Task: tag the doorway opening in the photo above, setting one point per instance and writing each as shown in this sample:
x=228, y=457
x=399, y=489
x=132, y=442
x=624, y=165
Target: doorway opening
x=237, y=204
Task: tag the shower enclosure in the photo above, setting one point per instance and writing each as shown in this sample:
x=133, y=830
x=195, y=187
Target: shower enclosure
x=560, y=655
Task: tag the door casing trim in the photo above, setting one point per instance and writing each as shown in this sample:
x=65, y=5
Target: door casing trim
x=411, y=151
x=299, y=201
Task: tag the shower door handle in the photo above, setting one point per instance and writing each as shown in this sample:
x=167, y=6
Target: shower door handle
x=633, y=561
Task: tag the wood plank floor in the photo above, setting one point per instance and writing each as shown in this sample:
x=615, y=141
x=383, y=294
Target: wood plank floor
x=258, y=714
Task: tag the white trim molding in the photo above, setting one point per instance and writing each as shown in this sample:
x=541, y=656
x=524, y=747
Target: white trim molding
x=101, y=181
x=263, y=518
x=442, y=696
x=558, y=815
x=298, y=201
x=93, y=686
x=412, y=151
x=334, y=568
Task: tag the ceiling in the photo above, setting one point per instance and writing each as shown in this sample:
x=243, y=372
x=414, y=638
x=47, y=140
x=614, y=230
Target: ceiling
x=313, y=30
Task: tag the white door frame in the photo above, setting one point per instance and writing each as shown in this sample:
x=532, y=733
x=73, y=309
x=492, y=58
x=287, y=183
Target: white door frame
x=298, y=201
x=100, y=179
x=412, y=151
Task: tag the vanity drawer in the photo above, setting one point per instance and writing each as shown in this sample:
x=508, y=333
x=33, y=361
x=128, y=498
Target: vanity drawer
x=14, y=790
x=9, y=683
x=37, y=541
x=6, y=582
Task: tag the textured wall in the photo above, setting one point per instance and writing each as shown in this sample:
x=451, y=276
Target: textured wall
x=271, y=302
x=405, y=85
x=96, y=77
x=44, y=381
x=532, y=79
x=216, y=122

- _Task requirements_
Where a line in the listing above contains "this", copy that line.

- _Written response_
Task: tag the doorway opening in the photo above, setting one point per instance and writing each as shown in this sample:
Task: tag the shower enclosure in the photo above, setting one point per instance and writing each as shown in this sample:
Task: tag the door casing trim in the photo above, setting one point per instance and writing each as shown in this sample:
Task: tag the shower door handle in the photo above, setting one point per instance and writing each as shown in this sample:
Task: tag the wood plank floor in the photo above, setting one point per instance and writing each as shown in this sample:
Task: tag the white trim molding in the photo above, setting one point per instance and writing each as shown in this sample:
Task: tag the ceiling in the photo above, setting one point per instance and writing each as shown in this sample:
Task: tag the white door frame in the photo above, setting one point per instance and writing each as shown in this sample:
Task: tag the vanity drawer in the photo above, setting one point per instance and writing each as shown in this sample:
Task: tag the textured wall in the photo above, setting one point per instance and writing each as shown in this sample:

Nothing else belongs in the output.